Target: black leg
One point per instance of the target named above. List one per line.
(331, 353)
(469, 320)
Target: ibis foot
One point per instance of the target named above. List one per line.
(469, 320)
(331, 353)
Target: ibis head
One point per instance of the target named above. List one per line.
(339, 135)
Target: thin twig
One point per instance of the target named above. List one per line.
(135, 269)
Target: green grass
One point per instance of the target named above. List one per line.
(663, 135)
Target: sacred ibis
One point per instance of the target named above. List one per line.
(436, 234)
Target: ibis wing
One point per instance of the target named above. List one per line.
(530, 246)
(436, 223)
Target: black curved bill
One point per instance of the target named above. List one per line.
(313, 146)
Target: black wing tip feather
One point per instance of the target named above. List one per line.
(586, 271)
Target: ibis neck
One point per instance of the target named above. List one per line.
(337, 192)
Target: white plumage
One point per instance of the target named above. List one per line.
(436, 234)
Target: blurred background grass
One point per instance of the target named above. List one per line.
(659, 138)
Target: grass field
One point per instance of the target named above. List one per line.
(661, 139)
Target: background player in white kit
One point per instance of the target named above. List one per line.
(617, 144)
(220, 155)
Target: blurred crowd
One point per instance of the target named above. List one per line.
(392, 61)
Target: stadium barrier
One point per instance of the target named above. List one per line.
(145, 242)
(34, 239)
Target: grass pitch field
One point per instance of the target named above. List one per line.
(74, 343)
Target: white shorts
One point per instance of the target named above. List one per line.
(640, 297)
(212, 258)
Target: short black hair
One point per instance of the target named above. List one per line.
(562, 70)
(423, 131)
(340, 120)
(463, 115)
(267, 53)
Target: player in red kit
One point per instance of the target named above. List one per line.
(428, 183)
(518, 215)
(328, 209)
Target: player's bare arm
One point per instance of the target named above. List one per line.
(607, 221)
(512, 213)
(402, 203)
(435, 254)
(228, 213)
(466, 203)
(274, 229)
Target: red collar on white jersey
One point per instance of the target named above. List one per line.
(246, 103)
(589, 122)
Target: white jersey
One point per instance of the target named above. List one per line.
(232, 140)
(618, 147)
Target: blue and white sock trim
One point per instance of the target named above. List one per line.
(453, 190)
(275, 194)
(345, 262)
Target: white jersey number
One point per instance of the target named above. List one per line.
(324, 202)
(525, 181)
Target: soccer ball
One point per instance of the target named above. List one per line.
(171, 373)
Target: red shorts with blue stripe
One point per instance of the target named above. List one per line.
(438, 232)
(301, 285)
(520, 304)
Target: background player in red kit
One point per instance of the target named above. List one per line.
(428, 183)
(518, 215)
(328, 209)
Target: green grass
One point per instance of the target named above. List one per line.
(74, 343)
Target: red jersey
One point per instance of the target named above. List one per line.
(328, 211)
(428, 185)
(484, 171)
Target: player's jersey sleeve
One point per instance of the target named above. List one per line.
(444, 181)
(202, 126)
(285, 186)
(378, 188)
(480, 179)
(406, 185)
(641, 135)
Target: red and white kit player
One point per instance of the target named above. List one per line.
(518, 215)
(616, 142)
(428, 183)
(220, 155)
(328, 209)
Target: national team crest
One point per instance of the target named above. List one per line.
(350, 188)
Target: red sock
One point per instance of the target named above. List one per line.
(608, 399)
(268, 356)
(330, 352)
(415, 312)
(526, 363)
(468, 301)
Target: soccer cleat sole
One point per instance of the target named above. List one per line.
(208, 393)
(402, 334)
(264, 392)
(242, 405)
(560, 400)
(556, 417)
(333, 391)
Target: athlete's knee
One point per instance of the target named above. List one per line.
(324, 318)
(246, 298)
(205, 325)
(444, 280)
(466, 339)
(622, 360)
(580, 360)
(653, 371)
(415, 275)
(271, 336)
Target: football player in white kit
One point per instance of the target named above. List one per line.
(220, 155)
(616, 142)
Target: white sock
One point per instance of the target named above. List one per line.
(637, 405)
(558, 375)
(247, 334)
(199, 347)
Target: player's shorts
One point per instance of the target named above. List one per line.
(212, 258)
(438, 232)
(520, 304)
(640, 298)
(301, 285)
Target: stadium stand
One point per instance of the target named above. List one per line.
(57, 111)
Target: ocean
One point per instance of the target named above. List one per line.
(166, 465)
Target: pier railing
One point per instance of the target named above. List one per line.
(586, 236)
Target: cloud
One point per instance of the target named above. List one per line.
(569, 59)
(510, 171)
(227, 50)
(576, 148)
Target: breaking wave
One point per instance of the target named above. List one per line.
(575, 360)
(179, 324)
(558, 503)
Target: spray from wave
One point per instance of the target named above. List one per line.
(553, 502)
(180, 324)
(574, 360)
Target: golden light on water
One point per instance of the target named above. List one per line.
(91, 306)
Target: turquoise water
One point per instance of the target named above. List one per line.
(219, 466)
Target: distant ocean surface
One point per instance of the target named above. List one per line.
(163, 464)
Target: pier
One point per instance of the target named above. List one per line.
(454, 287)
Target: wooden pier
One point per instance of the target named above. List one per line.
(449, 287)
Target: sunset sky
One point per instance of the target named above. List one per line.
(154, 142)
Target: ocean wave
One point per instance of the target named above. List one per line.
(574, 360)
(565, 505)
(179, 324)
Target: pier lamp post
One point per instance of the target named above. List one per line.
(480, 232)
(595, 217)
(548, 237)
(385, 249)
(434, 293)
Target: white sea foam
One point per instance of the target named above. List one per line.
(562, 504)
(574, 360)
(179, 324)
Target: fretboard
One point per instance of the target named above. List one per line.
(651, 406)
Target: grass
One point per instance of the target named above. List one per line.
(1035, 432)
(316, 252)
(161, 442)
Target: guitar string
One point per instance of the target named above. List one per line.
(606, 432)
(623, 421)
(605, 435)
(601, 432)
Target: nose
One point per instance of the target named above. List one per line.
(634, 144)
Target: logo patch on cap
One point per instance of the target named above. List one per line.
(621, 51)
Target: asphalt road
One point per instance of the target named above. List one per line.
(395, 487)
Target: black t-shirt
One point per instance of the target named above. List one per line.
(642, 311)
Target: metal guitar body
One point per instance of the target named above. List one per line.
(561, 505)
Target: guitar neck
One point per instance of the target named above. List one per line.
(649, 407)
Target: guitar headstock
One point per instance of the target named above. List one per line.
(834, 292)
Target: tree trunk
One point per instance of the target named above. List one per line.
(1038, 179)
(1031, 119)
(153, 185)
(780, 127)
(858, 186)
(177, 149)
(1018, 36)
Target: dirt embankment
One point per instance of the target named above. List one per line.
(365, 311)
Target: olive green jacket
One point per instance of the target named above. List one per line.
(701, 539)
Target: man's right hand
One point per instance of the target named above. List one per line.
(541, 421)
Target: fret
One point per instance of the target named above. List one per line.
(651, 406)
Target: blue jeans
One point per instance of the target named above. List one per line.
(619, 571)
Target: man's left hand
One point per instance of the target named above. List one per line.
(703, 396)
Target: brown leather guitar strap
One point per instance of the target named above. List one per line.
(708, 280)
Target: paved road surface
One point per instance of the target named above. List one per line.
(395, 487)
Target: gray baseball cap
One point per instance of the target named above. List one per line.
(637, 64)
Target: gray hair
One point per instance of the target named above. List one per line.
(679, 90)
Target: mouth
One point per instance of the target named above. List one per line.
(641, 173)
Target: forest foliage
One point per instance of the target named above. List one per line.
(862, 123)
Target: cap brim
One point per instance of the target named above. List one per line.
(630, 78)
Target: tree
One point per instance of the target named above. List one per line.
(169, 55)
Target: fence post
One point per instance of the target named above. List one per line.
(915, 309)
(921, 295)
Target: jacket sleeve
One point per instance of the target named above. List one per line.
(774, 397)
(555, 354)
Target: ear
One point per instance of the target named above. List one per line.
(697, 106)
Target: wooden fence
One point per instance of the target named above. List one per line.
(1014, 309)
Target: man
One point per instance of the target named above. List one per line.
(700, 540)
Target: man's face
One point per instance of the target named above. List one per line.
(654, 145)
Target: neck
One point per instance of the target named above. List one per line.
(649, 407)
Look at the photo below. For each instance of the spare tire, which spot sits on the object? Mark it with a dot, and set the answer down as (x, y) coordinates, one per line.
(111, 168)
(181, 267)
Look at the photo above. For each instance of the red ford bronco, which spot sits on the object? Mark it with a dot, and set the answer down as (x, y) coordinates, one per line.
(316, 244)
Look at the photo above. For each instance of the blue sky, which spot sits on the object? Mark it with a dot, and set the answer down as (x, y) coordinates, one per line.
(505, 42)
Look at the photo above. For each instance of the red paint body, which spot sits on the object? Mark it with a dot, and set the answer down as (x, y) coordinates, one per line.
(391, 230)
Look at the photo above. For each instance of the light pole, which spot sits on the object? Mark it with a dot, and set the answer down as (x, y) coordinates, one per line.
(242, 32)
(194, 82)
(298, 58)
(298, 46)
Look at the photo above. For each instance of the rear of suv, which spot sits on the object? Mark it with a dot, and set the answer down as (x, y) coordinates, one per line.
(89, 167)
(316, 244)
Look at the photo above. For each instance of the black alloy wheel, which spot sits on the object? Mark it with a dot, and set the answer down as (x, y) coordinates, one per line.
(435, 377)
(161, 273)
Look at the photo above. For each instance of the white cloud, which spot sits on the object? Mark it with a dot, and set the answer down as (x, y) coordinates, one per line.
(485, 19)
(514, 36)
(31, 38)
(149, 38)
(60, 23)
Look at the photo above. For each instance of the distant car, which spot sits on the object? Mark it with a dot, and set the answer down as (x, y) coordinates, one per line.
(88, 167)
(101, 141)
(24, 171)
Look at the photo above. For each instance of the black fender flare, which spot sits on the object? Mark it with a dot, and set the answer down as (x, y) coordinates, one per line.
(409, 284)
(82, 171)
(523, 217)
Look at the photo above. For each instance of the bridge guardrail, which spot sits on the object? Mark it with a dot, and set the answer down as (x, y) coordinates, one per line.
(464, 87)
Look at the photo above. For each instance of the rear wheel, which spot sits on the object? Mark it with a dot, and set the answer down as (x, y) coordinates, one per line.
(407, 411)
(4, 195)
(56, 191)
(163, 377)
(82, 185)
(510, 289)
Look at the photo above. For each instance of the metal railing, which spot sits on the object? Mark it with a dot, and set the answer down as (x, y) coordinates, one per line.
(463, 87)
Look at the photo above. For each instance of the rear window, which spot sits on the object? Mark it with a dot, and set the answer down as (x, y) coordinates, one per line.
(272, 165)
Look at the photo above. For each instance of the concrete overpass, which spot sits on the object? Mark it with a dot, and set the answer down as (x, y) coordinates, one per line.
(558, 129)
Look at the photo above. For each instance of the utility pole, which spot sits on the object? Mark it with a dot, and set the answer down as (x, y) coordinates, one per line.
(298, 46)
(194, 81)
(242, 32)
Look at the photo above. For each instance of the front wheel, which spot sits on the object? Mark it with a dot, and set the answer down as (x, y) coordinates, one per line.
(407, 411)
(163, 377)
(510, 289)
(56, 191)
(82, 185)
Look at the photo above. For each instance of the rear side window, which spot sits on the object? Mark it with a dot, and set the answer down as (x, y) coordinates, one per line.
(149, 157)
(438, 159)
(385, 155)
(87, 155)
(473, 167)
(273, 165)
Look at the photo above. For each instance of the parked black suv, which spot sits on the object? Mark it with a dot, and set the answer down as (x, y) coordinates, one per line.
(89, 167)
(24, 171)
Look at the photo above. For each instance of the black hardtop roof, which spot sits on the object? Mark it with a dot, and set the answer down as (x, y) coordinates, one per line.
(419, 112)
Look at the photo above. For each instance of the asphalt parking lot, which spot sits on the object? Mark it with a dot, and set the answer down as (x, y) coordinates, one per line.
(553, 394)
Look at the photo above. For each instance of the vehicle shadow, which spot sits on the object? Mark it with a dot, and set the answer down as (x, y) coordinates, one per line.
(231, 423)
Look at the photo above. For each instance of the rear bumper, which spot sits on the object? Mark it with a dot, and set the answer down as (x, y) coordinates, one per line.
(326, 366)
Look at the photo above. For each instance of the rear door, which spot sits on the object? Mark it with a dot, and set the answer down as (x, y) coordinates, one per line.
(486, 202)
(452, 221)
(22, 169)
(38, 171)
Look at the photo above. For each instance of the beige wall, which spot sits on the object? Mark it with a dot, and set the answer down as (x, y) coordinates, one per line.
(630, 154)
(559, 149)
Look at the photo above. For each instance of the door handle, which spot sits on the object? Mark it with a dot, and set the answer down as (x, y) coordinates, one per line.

• [What needs to be done]:
Return precisely the lines of the records, starting with the line that holds "Look at the photo above. For each instance of the front" and ending with the last one.

• [Worked answer]:
Look at the photo above. For each instance of the front wheel, which spot sits on the object? Mark it with a dot, and set the answer down as (x, y) coordinates, one per line.
(407, 411)
(163, 377)
(510, 289)
(56, 191)
(82, 185)
Look at the photo above. For each instance of the rear side window, which spot sits on the object? Mark it with a dot, and set the answer down as (x, y) coordinates, one per line.
(149, 157)
(438, 159)
(385, 155)
(87, 155)
(473, 167)
(273, 165)
Look at the photo above. For each instance of the parked black suv, which spot sits on the object? Mark it with a dot, and set the answer down as (x, y) coordinates, one per line.
(89, 167)
(24, 171)
Look at the photo above. For each instance of the black hardtop roof, which spot sits on the object? Mark it with a dot, and set the answer down as (x, y) coordinates, one per line.
(419, 112)
Look at the photo above. For each instance of the asphalt parking lot, which spot sits on the object? Mark it with a dot, and set the answer down as (x, y) coordinates, one per line.
(553, 394)
Look at the photo above. For each instance of the vehicle shadow, which spot sits on the object? Mark it with a dot, and set the answer down as (x, y) coordinates, one per line.
(231, 423)
Look at the photo above. For each instance of the rear bumper, which spot sits on the object? Mark it with a dot, and set the answer down as (x, y) coordinates, one per line.
(326, 366)
Look at the photo above. For each instance of the rear door, which spot sits on the object? Mark it with a dot, and set the answer down as (x, y) coordinates, one per line.
(486, 202)
(452, 221)
(22, 169)
(38, 171)
Look at the photo above. For each instance of the beige wall, which spot sits on the object? Mark it with a dot, and set the answer down as (x, y) coordinates, one per line.
(630, 154)
(559, 149)
Look at the photo above. For each instance of the door handle, which spot sits on the object? Mark it with a dot, and set the answer down as (x, y) coordinates, one per line.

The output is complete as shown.